- **STATED PROBLEM**:
In full and without alteration, give the listing again.
======
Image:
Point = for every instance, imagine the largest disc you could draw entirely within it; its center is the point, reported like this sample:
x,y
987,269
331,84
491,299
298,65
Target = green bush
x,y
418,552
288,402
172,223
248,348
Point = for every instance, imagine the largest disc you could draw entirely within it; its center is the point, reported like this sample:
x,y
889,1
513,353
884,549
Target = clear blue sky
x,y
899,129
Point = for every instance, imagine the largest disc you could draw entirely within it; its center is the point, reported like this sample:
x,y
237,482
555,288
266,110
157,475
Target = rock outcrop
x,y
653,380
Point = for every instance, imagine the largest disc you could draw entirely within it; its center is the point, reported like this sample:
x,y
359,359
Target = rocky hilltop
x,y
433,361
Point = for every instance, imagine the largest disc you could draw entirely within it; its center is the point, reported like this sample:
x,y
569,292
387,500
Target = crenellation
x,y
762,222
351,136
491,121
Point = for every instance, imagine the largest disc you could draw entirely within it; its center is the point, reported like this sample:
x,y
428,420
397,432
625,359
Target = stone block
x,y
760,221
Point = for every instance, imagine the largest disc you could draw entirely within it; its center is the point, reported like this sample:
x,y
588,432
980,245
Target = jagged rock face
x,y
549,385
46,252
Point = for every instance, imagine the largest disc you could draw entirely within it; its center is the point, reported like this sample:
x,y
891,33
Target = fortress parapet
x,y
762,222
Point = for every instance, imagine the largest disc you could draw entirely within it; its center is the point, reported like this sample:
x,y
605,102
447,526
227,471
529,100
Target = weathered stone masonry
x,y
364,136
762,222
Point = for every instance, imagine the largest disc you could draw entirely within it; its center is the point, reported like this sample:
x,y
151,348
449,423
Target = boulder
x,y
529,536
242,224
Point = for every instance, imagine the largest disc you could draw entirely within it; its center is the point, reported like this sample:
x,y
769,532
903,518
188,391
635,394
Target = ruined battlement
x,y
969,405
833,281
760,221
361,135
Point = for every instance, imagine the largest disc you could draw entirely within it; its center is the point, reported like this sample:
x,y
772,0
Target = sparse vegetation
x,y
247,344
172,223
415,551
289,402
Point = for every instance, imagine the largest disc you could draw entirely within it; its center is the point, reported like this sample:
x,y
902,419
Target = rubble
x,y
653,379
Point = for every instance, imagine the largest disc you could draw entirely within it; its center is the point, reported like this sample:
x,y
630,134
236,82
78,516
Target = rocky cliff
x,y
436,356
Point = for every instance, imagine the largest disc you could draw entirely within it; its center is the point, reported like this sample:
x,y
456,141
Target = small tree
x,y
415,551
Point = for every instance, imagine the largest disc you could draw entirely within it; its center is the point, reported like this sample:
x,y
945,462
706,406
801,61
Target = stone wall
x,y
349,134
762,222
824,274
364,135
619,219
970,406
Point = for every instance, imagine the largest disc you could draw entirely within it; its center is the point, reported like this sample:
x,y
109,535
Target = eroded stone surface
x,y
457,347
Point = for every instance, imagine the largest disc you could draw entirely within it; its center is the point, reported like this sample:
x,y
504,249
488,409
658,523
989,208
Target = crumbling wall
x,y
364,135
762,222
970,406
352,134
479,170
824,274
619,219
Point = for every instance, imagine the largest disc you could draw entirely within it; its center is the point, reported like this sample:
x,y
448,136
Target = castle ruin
======
- **EXERCISE RESULT**:
Image:
Point = for every instance, imagine the largest disc you could draw entirely within it; its center is the point, reported like this sample:
x,y
987,269
331,84
491,299
298,65
Target = green bush
x,y
418,552
288,402
172,223
248,348
Point = for every instance, imagine the largest disc you could draw entirely within it; its center is the point, reported like this sample:
x,y
889,1
513,353
884,549
Target = clear blue sky
x,y
899,129
Point = for every instance, imagine the largest disc you could draw entirely within it; its center is the point, reported like this sample:
x,y
237,482
555,288
266,110
157,475
Target = rock outcrop
x,y
653,380
Point = for every instance, imagine the largest disc you could draw entirely within it; its center is the point, reported like this sample:
x,y
359,359
Target = rocky hilltop
x,y
433,361
Point = for every instance, imagine the largest disc you could draw entirely within it; its center is the point, reported like this sample:
x,y
569,292
387,500
Target = crenellation
x,y
762,222
351,136
491,121
Point = for every instance, imagine the largest disc you could draw entirely within it; its center is the point, reported like this sample:
x,y
428,420
397,432
625,359
Target = stone block
x,y
760,221
Point = for every instance, imagine the largest disc you could draw entirely within it; its center is the point, reported like this sample:
x,y
588,432
980,245
Target = jagged rock face
x,y
549,385
46,252
Point = for every instance, imagine the largest disc you could draw entirely within it; its center is the point, reported like this sample:
x,y
891,33
Target = fortress parapet
x,y
762,222
Point = for every instance, imagine the largest disc you could draw entirely within it; its center is the point, reported like this sample:
x,y
605,102
447,526
227,471
529,100
Target = weathered stone masonry
x,y
364,136
762,222
Point = for every instance, imagine the largest disc you could draw entirely within it; its center is the point, reported like this sample:
x,y
151,348
449,423
Target = boulder
x,y
529,536
242,224
Point = for every instance, imagine the largest disc you could draw entirely within it; its center is the point, reported like this sample:
x,y
769,532
903,518
188,391
635,394
Target = ruined battlement
x,y
969,405
833,281
760,221
361,135
Point = for every instance, imagine the largest disc you could draw entirely within it; its center is the point, reported like this sample:
x,y
772,0
Target = sparse vegetation
x,y
247,344
172,223
415,551
289,402
Point = for every instance, imagine the largest disc you could draw entirely within it; its center is the point, reported like this sample:
x,y
902,419
Target = rubble
x,y
653,379
Point = for every instance, imagine the largest disc you could draw entirely within it; its center is the point, reported like this sample:
x,y
630,134
236,82
78,516
Target = rocky cliff
x,y
436,356
Point = for every instance, imagine the largest disc you could draw entirely within it; its center is the point, reported like this sample:
x,y
456,141
Target = small tree
x,y
415,551
Point = for every instance, imagine the largest disc you could draw entirely within it; its center is the point, reported like this sample:
x,y
945,462
706,406
801,61
Target = stone wall
x,y
349,134
762,222
824,274
364,135
619,219
970,406
Point = for every instance, imagine the largest disc you could draw entirely within it; its center is the point, reported like this sample:
x,y
109,535
Target = eroded stone surface
x,y
457,347
Point = for every instance, imagine the largest disc you could draw entirely within it; its center is the point, reported like this sample:
x,y
504,249
488,409
658,523
989,208
Target = crumbling wall
x,y
364,135
762,222
970,406
352,134
479,170
824,274
619,219
Point = for every instance, imagine the largest disc you could draw entirely within it; its center is the point, reported like this sample:
x,y
448,136
Target = castle ruin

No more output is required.